### WRITTEN TASK
Report each line of the data below that contains the word "human". Case matters, so only count lines where the letters match in upper and lower case.

### RECORDS FOR PROCESSING
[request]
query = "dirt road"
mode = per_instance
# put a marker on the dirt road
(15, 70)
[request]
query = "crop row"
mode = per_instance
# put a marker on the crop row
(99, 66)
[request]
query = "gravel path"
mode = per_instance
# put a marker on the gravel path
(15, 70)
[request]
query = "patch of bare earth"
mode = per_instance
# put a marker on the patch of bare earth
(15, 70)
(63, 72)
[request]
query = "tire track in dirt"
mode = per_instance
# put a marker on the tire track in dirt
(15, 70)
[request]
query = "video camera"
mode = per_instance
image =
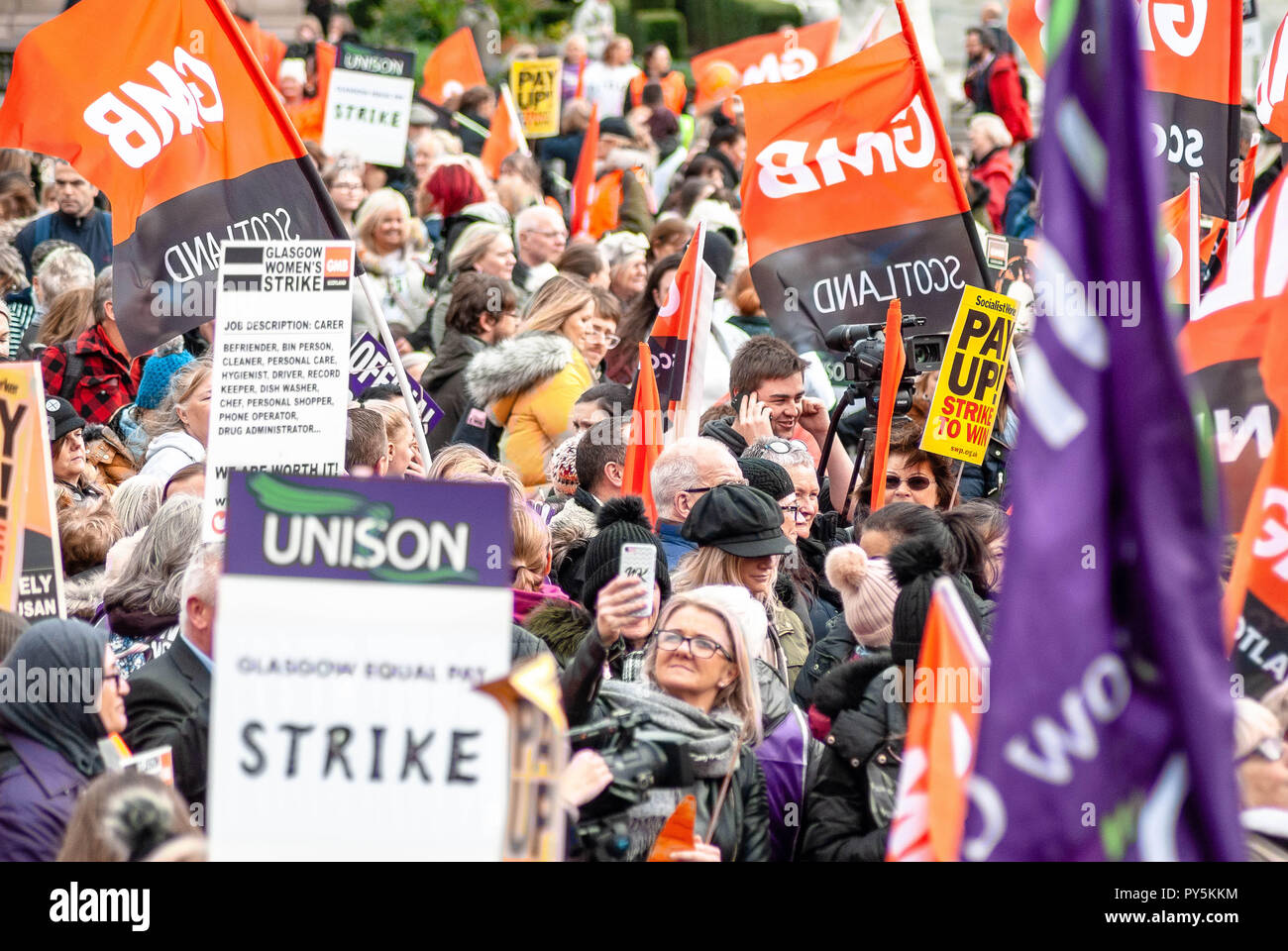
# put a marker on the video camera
(864, 355)
(640, 757)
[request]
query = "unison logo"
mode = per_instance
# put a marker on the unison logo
(102, 904)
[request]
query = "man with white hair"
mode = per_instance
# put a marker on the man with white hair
(168, 698)
(682, 475)
(541, 235)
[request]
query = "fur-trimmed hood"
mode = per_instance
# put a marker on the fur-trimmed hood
(561, 626)
(515, 367)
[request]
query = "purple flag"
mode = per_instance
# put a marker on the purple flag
(1111, 729)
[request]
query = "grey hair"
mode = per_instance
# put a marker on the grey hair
(137, 501)
(102, 294)
(154, 577)
(201, 578)
(760, 450)
(183, 385)
(677, 470)
(63, 270)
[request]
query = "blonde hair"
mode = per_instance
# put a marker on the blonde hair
(69, 315)
(742, 696)
(397, 425)
(375, 205)
(473, 244)
(559, 298)
(183, 386)
(531, 548)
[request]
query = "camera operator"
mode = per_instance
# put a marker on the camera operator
(698, 684)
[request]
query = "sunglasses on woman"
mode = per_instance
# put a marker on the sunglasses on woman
(699, 647)
(915, 483)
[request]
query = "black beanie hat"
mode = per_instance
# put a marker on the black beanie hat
(619, 521)
(768, 476)
(738, 519)
(915, 565)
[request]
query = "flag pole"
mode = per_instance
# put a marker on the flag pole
(417, 425)
(1194, 245)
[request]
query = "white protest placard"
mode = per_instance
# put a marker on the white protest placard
(356, 620)
(279, 388)
(369, 103)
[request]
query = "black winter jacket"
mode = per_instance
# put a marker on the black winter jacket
(841, 822)
(445, 381)
(742, 829)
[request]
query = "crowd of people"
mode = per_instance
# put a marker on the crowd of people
(781, 599)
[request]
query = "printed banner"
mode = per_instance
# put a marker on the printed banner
(768, 58)
(850, 198)
(535, 84)
(370, 367)
(174, 119)
(278, 390)
(369, 103)
(31, 574)
(964, 409)
(335, 737)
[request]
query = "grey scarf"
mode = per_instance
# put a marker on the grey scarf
(712, 748)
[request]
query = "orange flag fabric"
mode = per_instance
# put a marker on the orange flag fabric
(505, 136)
(452, 67)
(584, 180)
(193, 147)
(645, 444)
(892, 371)
(677, 835)
(768, 58)
(949, 693)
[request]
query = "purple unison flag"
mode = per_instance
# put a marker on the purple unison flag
(1111, 728)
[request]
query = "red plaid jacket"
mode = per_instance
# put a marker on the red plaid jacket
(107, 379)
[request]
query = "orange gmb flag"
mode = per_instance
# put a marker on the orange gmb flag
(584, 179)
(505, 136)
(892, 371)
(268, 47)
(174, 119)
(452, 67)
(845, 201)
(948, 692)
(677, 835)
(1026, 25)
(1175, 222)
(31, 577)
(786, 54)
(1271, 108)
(1256, 600)
(645, 444)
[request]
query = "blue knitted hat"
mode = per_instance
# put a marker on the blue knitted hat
(156, 377)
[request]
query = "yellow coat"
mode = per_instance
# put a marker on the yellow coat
(529, 385)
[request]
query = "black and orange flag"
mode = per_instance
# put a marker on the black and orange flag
(452, 67)
(174, 119)
(645, 444)
(892, 372)
(850, 197)
(1256, 599)
(584, 179)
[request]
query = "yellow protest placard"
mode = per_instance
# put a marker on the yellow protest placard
(536, 94)
(964, 409)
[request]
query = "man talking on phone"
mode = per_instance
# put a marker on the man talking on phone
(767, 385)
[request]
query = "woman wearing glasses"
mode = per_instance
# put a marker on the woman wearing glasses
(739, 536)
(911, 475)
(698, 682)
(50, 744)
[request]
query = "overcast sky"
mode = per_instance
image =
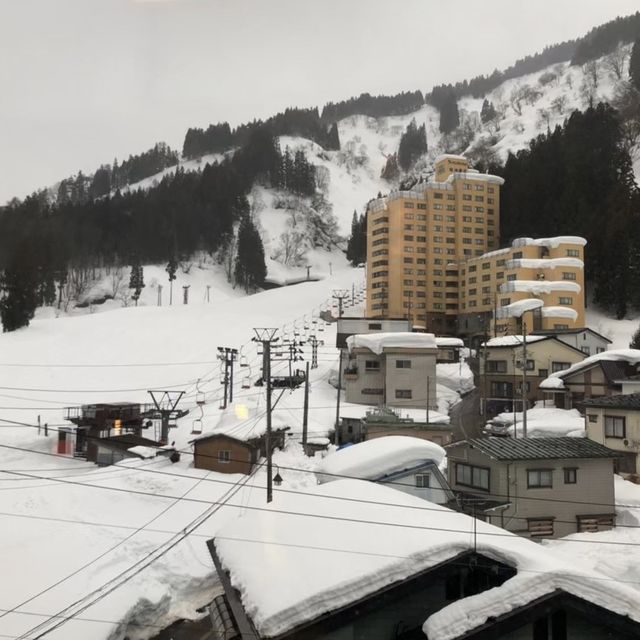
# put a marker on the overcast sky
(84, 81)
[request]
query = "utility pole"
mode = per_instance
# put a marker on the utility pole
(337, 426)
(305, 415)
(166, 407)
(340, 295)
(266, 336)
(228, 356)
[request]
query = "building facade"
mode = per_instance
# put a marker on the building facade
(433, 258)
(416, 240)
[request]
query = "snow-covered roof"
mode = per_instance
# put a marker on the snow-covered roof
(286, 574)
(449, 342)
(539, 287)
(512, 341)
(519, 307)
(143, 452)
(550, 243)
(373, 459)
(378, 342)
(556, 380)
(544, 263)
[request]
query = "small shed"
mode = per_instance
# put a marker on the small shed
(224, 453)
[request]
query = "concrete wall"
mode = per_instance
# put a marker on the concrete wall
(388, 379)
(508, 483)
(595, 423)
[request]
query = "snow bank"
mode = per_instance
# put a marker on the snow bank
(374, 459)
(377, 342)
(556, 380)
(286, 574)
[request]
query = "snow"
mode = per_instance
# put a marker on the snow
(378, 342)
(539, 287)
(550, 243)
(287, 573)
(143, 452)
(512, 341)
(374, 459)
(518, 308)
(544, 263)
(544, 421)
(555, 380)
(559, 312)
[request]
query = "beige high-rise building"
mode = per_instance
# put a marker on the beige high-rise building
(417, 240)
(433, 258)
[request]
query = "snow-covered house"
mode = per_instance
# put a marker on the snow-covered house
(501, 368)
(354, 559)
(410, 465)
(603, 374)
(614, 421)
(391, 368)
(536, 487)
(587, 340)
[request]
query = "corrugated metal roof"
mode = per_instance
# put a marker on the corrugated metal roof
(628, 401)
(540, 448)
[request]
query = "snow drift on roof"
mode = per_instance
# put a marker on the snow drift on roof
(517, 308)
(538, 287)
(377, 342)
(544, 263)
(286, 573)
(512, 341)
(559, 312)
(555, 380)
(551, 243)
(379, 457)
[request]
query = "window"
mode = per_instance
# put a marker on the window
(496, 366)
(470, 476)
(423, 480)
(541, 528)
(539, 478)
(614, 427)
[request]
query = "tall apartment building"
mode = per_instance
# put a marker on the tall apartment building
(418, 239)
(433, 258)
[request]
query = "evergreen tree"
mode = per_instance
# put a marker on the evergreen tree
(449, 116)
(171, 269)
(250, 268)
(634, 65)
(136, 280)
(635, 340)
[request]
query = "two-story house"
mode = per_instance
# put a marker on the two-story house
(397, 369)
(614, 421)
(501, 368)
(535, 487)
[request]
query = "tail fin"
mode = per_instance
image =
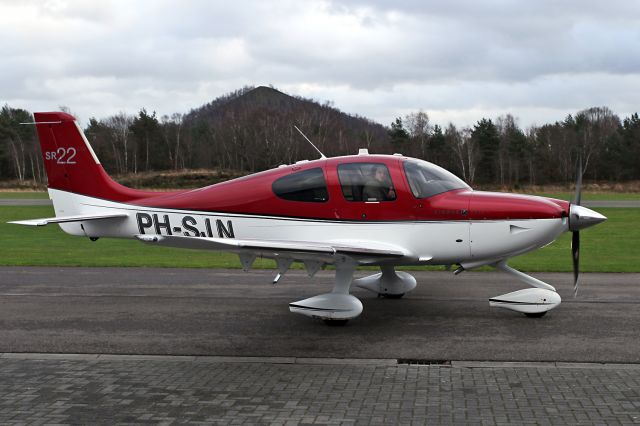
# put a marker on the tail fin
(71, 163)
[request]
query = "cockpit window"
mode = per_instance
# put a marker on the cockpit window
(426, 179)
(369, 182)
(307, 185)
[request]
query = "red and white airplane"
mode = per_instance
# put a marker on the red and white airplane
(383, 210)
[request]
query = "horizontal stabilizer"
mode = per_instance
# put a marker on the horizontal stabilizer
(67, 219)
(273, 248)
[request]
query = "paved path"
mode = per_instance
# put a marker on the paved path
(148, 390)
(229, 312)
(250, 361)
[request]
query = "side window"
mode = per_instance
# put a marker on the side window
(366, 182)
(426, 179)
(308, 185)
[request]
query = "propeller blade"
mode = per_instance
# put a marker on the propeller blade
(578, 195)
(575, 254)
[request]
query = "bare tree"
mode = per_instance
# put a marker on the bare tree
(419, 130)
(119, 126)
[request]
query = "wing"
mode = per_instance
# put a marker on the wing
(362, 253)
(67, 219)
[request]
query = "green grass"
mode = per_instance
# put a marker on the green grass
(23, 195)
(594, 196)
(613, 246)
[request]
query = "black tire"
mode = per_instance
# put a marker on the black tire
(391, 296)
(536, 315)
(335, 323)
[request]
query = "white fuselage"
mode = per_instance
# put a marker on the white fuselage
(426, 242)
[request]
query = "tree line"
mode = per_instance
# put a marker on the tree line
(252, 130)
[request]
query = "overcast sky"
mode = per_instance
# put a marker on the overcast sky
(457, 60)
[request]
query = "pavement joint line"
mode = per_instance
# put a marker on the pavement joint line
(315, 361)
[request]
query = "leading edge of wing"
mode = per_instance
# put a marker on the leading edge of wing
(68, 219)
(233, 244)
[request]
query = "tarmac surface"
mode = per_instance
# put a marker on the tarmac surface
(163, 346)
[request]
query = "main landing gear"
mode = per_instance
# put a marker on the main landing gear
(338, 307)
(533, 302)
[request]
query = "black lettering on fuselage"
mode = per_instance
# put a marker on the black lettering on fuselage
(225, 232)
(158, 225)
(144, 221)
(188, 223)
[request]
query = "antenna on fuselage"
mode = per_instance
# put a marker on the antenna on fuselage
(322, 156)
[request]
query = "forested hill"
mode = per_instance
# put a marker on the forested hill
(252, 129)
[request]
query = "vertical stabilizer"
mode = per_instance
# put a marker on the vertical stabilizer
(72, 165)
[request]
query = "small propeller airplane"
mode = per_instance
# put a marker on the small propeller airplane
(383, 210)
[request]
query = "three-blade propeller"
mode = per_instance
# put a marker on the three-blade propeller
(579, 218)
(575, 237)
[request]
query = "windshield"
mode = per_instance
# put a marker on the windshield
(426, 179)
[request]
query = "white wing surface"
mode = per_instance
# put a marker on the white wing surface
(295, 250)
(68, 219)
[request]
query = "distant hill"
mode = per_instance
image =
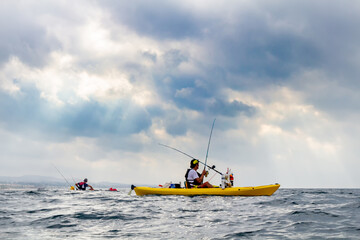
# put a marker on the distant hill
(53, 181)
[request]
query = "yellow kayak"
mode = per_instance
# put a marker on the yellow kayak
(266, 190)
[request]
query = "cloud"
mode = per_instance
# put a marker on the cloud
(101, 83)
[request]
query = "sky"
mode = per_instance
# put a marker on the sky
(93, 87)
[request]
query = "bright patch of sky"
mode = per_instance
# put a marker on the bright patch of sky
(93, 87)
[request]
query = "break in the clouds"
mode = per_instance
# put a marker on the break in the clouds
(95, 86)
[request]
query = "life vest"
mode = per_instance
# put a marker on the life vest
(190, 184)
(82, 185)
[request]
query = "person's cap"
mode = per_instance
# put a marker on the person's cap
(194, 161)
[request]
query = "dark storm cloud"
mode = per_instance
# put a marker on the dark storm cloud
(28, 112)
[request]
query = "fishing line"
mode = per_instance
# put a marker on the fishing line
(207, 151)
(212, 167)
(62, 175)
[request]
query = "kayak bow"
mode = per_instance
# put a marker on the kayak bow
(266, 190)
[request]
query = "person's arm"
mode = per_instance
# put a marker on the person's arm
(200, 179)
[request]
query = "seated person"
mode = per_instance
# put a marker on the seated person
(193, 178)
(83, 185)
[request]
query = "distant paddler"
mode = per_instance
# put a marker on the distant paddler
(83, 185)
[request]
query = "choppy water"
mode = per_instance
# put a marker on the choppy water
(53, 213)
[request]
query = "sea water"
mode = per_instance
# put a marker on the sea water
(58, 213)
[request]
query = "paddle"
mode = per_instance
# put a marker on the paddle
(62, 175)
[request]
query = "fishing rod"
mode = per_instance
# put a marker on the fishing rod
(212, 167)
(62, 175)
(74, 183)
(207, 152)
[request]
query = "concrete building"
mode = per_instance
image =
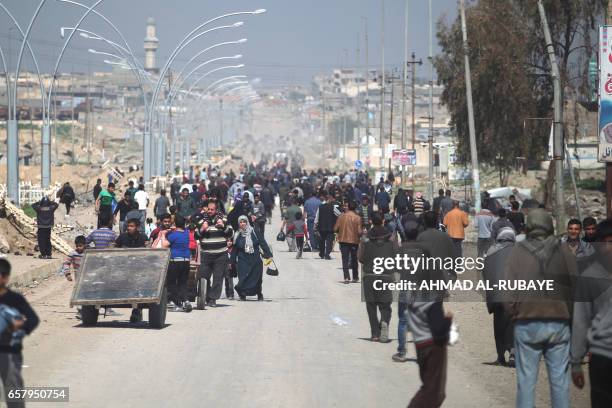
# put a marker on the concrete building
(150, 45)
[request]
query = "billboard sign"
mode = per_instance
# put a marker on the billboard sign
(605, 94)
(404, 157)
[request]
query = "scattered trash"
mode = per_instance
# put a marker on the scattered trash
(337, 320)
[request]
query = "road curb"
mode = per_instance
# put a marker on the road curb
(35, 274)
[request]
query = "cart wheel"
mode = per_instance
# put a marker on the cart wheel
(89, 315)
(201, 294)
(157, 312)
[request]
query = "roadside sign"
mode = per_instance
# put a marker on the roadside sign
(605, 94)
(404, 157)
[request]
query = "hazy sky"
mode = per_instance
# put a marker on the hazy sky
(290, 43)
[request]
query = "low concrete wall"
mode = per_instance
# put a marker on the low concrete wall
(24, 278)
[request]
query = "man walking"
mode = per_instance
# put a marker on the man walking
(446, 205)
(288, 219)
(348, 227)
(66, 196)
(142, 198)
(590, 325)
(45, 221)
(541, 318)
(185, 205)
(325, 221)
(311, 206)
(484, 223)
(258, 216)
(97, 189)
(11, 358)
(365, 212)
(214, 232)
(161, 204)
(501, 222)
(106, 203)
(456, 221)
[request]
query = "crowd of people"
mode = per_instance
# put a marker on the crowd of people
(221, 220)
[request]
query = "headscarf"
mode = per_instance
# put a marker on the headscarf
(505, 237)
(540, 241)
(246, 233)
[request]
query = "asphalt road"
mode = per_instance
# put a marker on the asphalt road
(283, 352)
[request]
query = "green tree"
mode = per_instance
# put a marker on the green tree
(511, 81)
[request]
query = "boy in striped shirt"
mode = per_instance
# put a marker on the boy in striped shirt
(103, 237)
(73, 262)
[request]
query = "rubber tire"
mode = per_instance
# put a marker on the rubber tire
(89, 315)
(201, 296)
(157, 312)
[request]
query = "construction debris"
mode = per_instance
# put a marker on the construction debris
(26, 226)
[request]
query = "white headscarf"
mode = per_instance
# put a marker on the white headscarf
(246, 233)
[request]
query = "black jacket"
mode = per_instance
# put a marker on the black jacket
(17, 301)
(45, 210)
(327, 218)
(126, 240)
(97, 191)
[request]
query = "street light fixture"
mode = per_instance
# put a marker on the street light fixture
(184, 42)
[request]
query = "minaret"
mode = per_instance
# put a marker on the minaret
(150, 46)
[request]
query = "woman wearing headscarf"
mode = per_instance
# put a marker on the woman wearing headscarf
(249, 247)
(494, 266)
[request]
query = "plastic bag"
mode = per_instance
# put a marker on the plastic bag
(271, 268)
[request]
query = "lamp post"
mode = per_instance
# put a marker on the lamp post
(12, 126)
(191, 36)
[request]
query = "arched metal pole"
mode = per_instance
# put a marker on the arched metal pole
(46, 128)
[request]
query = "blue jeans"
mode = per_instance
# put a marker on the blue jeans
(532, 339)
(402, 327)
(314, 244)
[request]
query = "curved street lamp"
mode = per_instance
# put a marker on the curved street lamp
(182, 44)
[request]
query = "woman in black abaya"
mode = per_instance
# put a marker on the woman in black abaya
(249, 247)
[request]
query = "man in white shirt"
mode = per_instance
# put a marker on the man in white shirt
(142, 198)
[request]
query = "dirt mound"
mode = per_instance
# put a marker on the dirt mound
(15, 240)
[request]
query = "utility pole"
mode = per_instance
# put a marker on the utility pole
(558, 123)
(358, 100)
(431, 180)
(367, 76)
(170, 130)
(472, 130)
(404, 83)
(382, 86)
(609, 164)
(87, 118)
(221, 121)
(413, 62)
(72, 116)
(324, 125)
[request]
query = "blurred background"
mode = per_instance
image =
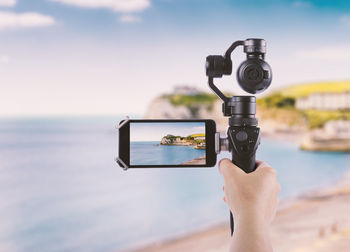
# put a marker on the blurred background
(70, 70)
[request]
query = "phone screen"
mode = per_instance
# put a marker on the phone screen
(169, 143)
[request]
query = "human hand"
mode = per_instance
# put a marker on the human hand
(252, 197)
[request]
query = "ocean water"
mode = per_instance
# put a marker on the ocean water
(152, 153)
(61, 190)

### FINAL ANSWER
query = "human hand"
# put a marker on the human hand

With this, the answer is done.